Rewrite every one of the lines below, changing "in this unit" to "in this section" and leaving everything else unchanged.
— Begin Listed records —
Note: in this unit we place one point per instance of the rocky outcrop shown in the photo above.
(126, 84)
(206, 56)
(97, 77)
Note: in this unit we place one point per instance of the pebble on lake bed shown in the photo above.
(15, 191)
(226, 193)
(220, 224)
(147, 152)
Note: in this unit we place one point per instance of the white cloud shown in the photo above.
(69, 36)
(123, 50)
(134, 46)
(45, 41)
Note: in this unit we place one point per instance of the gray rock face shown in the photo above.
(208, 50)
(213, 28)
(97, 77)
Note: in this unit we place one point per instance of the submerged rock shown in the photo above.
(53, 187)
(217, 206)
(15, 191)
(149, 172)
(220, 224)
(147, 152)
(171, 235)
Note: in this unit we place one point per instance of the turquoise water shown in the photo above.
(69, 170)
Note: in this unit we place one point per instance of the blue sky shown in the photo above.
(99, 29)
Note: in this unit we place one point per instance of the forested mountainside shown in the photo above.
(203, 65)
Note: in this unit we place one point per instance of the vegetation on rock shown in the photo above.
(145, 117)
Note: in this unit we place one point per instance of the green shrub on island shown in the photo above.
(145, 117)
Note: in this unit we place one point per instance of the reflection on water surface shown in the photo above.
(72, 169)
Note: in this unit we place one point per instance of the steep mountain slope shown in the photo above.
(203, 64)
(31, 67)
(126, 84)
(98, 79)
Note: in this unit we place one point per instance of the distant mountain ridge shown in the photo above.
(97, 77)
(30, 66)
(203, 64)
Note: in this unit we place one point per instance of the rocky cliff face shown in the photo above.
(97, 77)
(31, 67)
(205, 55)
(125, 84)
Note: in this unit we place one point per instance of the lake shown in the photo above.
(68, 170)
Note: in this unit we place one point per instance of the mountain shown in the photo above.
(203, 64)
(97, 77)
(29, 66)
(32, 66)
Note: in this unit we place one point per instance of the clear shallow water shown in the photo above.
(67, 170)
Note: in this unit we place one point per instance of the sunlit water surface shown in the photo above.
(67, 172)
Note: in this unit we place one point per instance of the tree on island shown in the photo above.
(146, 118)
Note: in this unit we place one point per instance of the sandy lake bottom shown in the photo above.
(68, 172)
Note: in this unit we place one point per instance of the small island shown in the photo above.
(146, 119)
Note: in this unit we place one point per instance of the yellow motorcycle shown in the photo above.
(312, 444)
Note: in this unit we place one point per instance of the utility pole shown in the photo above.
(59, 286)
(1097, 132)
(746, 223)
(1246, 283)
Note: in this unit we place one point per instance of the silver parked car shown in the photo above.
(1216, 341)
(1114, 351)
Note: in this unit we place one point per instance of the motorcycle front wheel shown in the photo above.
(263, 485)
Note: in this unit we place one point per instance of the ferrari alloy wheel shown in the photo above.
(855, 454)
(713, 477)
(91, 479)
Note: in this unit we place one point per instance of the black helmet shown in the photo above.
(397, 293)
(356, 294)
— End Listed records —
Correct output
Note: in this section we place one point per instance of the rocky outcrop shown in the photo above.
(126, 84)
(206, 56)
(97, 77)
Note: in this section we place one point per instance of the pebble on lake bed shown in the photo above.
(15, 191)
(226, 193)
(220, 224)
(147, 152)
Note: in this section we place one point per instance of the white cloud shown in the photo above.
(69, 36)
(123, 50)
(134, 46)
(45, 41)
Note: in this section we place one point per instance of the gray rock face shown in the photo above.
(208, 50)
(213, 28)
(97, 77)
Note: in this section we place one point per instance of the submerged rock shown in the photo above.
(53, 187)
(217, 206)
(15, 191)
(149, 172)
(220, 224)
(147, 152)
(171, 235)
Note: in this section we place one point per instance of the turquoise water shown in the photo above.
(69, 170)
Note: in this section we place one point per instance of the blue sky shown in the photo above.
(99, 29)
Note: in this section we place one point per instance of the forested mountainside shown in the photo above.
(203, 65)
Note: in this section we place one point per instance of the vegetation on rock shown in the photo above.
(145, 117)
Note: in this section we place one point per instance of the green shrub on island shown in the photo above.
(145, 117)
Note: in this section we place one point per instance of the reflection on water surface shown in the photo above.
(72, 169)
Note: in this section we place one point per instance of the steep mountain slope shown in the photo above.
(203, 64)
(31, 67)
(126, 84)
(98, 79)
Note: in this section we place one point per instance of the distant mountain ridge shown in the photo above.
(97, 77)
(30, 66)
(203, 64)
Note: in this section we place one point per instance of the rocky cliff face shown in the photo above.
(97, 77)
(31, 67)
(205, 55)
(125, 84)
Note: in this section we place one point per instance of the lake shown in the photo above.
(68, 170)
Note: in this section we place one point per instance of the mountain shown in the photo above.
(203, 64)
(97, 77)
(29, 66)
(32, 66)
Note: in this section we place one point per instance of the clear shallow water shown in the photo above.
(67, 170)
Note: in this section we place one point per instance of the sunlit water surface shown in the photo above.
(67, 172)
Note: in this section we place one point per instance of the tree on island shown in the photo above.
(146, 118)
Note: in this section we place one point per instance of the sandy lake bottom shown in the photo above.
(68, 172)
Note: in this section we place one point per instance of the small island shown in the photo above.
(146, 119)
Note: in this section we place one point per instance of the yellow motorcycle shown in the photo above.
(312, 444)
Note: in this section we place one point per instance of the utility pole shown in the photo above.
(59, 286)
(1097, 132)
(746, 223)
(1246, 283)
Note: in this section we place one point per instance of the silver parked car shown in the photo above.
(1216, 341)
(1114, 351)
Note: in this section we place one point per instance of the motorcycle front wheel shown in the photo above.
(263, 485)
Note: in this section we place one point per instance of the ferrari alloy wheel shown in the photo above.
(855, 454)
(713, 477)
(91, 479)
Note: in this section we place one point per instance of the black helmet shown in the photo above.
(397, 293)
(356, 294)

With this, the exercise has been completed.